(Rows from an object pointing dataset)
○ ○ ○ ○ ○
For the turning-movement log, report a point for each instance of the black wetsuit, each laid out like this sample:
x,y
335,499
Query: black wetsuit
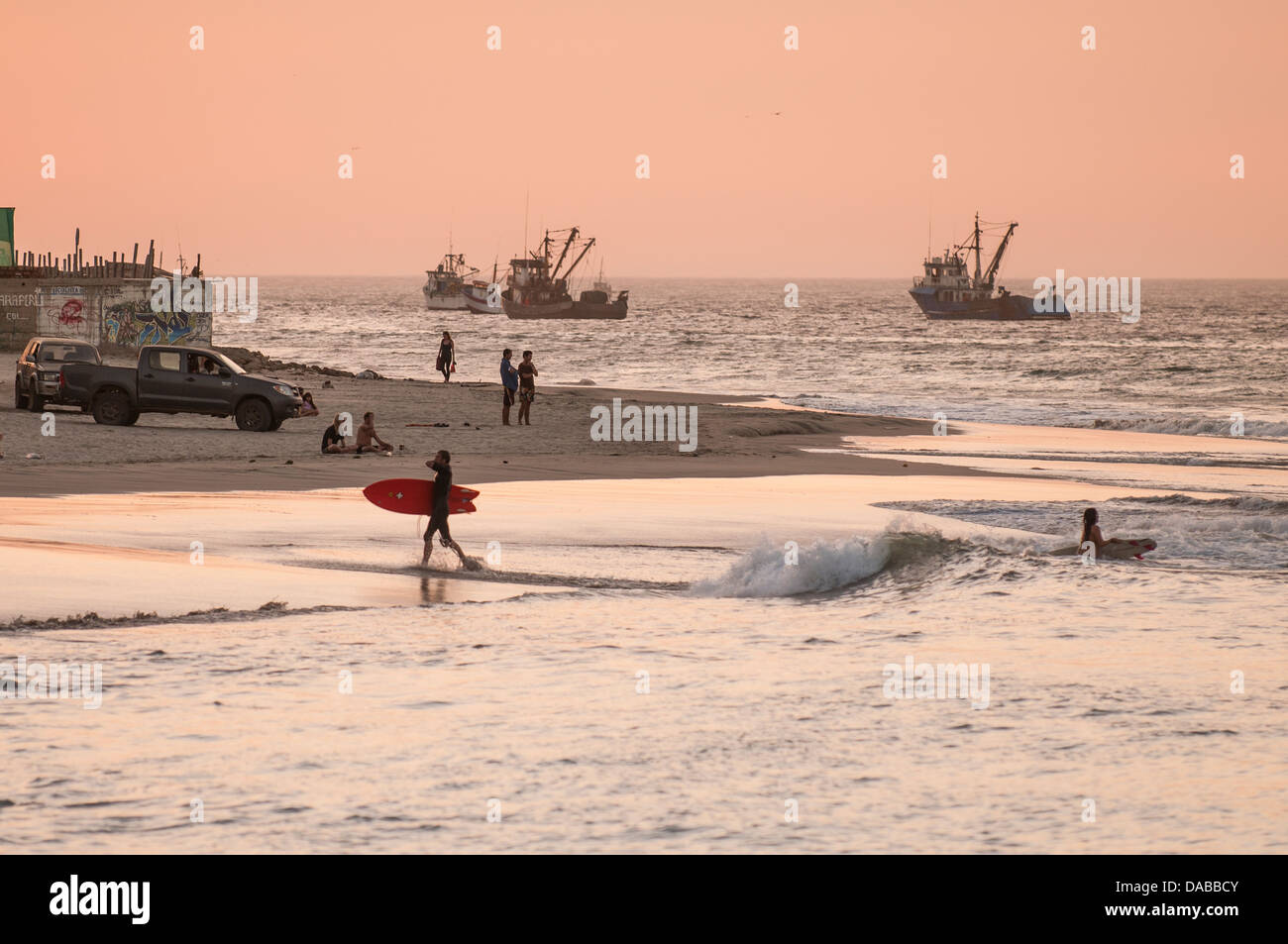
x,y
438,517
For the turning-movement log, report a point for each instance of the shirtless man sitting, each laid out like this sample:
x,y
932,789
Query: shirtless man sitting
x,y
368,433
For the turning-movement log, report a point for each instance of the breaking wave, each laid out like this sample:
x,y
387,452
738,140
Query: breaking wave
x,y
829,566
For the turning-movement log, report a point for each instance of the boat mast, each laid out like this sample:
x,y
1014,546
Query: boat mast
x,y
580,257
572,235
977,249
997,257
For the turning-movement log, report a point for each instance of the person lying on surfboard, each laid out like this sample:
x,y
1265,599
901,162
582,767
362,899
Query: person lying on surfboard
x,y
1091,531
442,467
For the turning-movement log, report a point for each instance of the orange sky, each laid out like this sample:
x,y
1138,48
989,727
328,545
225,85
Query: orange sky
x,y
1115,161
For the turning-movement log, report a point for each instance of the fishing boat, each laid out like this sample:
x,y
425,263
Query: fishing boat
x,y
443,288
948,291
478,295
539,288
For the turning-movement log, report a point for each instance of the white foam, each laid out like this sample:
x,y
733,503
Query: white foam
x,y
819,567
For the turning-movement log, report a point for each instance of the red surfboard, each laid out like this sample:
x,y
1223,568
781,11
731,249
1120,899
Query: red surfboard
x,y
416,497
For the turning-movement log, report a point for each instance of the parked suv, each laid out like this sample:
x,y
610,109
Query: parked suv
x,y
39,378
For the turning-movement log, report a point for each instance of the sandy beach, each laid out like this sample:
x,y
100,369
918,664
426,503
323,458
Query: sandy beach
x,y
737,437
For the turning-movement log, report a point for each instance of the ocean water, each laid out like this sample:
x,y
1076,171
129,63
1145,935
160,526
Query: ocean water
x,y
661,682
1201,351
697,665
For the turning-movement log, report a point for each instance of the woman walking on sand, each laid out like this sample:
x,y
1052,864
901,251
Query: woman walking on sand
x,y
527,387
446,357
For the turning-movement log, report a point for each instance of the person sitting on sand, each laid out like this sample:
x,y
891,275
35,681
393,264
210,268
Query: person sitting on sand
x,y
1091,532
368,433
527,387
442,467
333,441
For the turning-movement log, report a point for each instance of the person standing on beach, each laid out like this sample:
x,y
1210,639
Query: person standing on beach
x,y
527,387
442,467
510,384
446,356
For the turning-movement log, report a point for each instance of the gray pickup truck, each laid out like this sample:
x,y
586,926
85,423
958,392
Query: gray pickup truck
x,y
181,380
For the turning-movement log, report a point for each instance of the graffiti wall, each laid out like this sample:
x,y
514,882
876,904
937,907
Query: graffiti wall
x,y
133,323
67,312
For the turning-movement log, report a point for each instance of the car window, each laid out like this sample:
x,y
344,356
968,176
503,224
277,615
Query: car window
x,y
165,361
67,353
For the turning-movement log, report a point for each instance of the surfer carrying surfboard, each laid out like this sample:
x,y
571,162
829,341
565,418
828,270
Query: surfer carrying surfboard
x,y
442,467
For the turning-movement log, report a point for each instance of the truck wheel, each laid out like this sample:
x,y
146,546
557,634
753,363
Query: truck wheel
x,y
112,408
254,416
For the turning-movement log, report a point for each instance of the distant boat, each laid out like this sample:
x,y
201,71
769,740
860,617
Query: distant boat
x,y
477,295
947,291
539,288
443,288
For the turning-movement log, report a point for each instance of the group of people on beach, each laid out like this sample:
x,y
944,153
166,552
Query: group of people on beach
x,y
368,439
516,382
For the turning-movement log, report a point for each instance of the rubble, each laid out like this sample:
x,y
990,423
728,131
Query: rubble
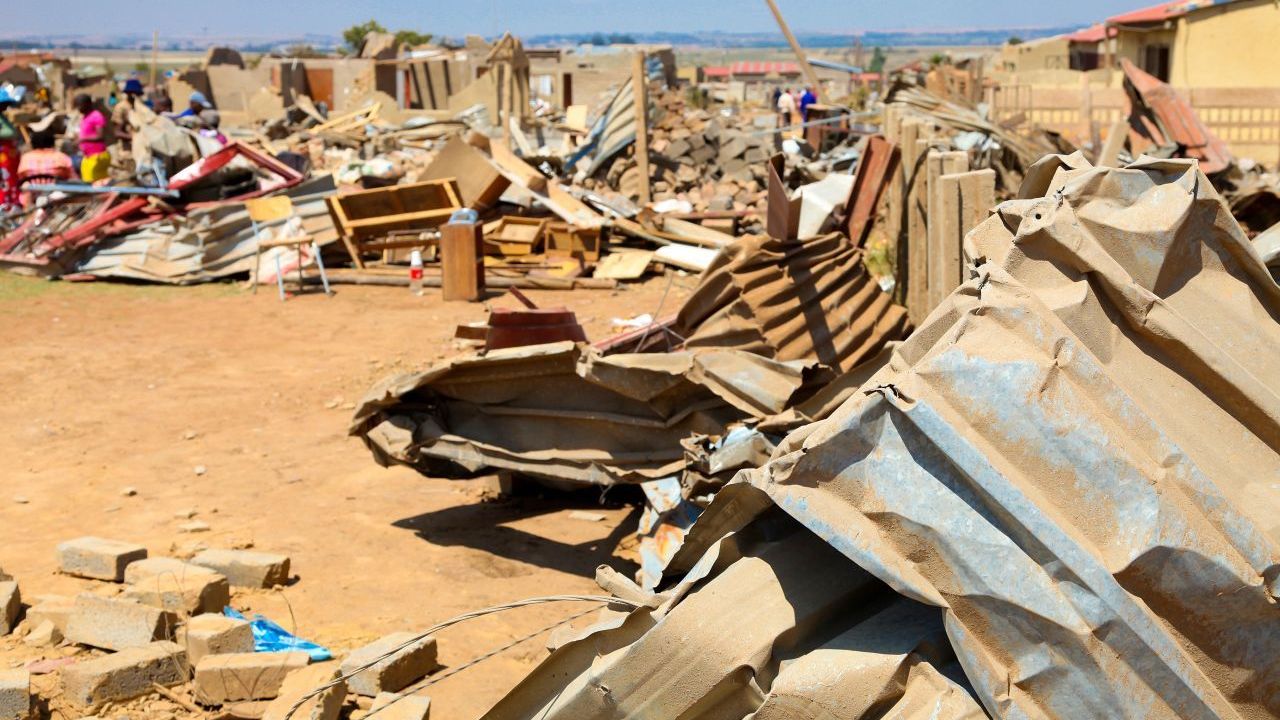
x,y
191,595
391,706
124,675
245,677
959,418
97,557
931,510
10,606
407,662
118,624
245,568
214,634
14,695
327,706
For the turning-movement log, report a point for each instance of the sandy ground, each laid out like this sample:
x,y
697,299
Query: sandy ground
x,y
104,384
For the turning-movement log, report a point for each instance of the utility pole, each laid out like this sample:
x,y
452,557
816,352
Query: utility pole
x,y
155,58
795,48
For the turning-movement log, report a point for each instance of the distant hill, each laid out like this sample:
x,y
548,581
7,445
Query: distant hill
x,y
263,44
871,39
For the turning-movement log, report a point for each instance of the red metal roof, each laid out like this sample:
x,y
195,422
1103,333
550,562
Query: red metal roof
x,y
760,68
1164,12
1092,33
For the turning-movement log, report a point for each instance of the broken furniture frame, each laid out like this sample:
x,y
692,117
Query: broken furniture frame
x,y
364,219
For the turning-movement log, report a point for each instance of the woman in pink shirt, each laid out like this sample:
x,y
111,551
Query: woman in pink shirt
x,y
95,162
○ ○ ○ ○ ○
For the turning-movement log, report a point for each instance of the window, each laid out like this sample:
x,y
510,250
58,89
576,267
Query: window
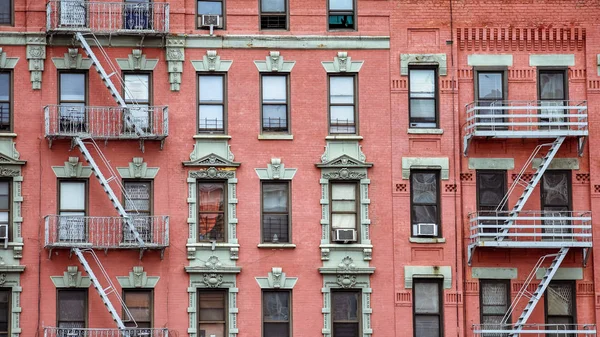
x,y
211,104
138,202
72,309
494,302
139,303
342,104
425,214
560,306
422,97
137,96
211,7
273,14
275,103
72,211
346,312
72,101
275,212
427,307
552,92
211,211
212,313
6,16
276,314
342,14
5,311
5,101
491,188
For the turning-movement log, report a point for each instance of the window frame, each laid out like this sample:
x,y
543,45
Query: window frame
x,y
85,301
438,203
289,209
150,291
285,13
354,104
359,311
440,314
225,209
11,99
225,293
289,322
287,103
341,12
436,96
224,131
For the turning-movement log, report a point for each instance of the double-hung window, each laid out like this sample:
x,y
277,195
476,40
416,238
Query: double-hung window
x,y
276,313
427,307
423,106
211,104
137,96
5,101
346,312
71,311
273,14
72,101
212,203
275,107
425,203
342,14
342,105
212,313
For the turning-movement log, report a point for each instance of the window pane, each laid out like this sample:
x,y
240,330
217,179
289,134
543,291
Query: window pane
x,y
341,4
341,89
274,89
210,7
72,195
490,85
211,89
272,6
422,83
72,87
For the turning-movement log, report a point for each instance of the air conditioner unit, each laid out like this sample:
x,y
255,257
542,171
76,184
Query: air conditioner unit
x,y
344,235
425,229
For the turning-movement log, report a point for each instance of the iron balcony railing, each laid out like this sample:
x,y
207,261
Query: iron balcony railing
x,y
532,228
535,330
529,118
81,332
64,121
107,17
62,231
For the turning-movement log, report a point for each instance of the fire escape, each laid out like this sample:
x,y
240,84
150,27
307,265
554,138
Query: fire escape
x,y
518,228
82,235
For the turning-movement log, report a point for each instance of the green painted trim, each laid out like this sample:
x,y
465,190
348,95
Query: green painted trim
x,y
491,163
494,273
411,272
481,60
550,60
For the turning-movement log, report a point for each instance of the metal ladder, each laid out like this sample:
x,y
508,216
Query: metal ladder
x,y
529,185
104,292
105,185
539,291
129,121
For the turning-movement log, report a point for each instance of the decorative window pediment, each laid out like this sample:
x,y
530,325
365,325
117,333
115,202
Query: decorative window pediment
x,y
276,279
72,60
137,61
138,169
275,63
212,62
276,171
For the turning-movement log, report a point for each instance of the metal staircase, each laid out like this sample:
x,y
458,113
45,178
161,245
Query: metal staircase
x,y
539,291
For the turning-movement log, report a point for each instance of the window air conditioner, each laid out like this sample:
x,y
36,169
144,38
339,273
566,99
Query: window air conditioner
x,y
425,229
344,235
○ ○ ○ ○ ○
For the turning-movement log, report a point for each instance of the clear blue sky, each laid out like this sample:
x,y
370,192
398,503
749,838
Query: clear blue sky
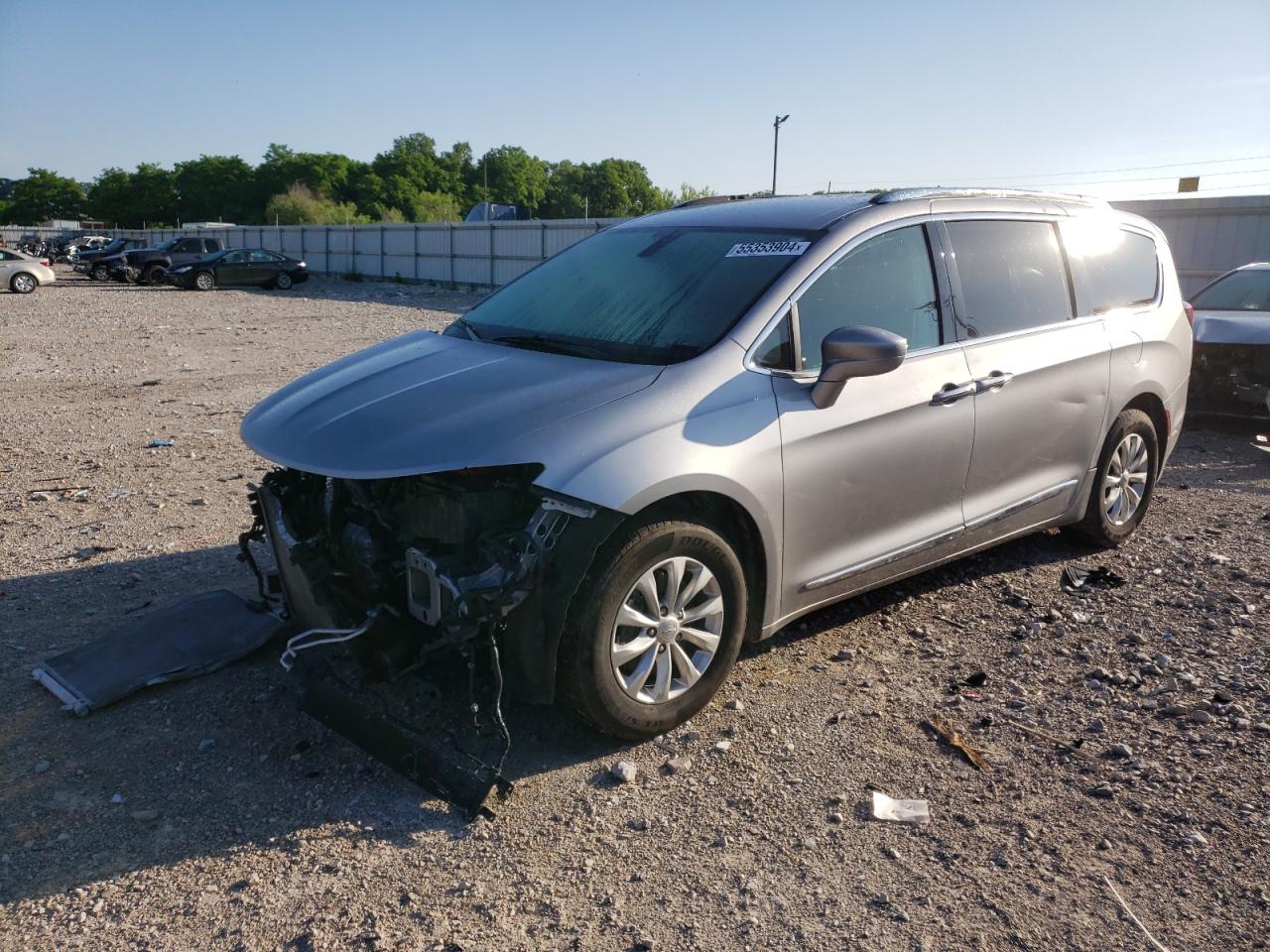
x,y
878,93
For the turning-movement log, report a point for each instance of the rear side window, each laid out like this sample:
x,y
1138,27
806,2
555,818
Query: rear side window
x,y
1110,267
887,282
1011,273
○ ○ ○ ○ ○
**Task details:**
Count the lines of the listing that contain the string "group", treating uppercase and lowercase as different. Give only the number.

**Answer to the task:**
2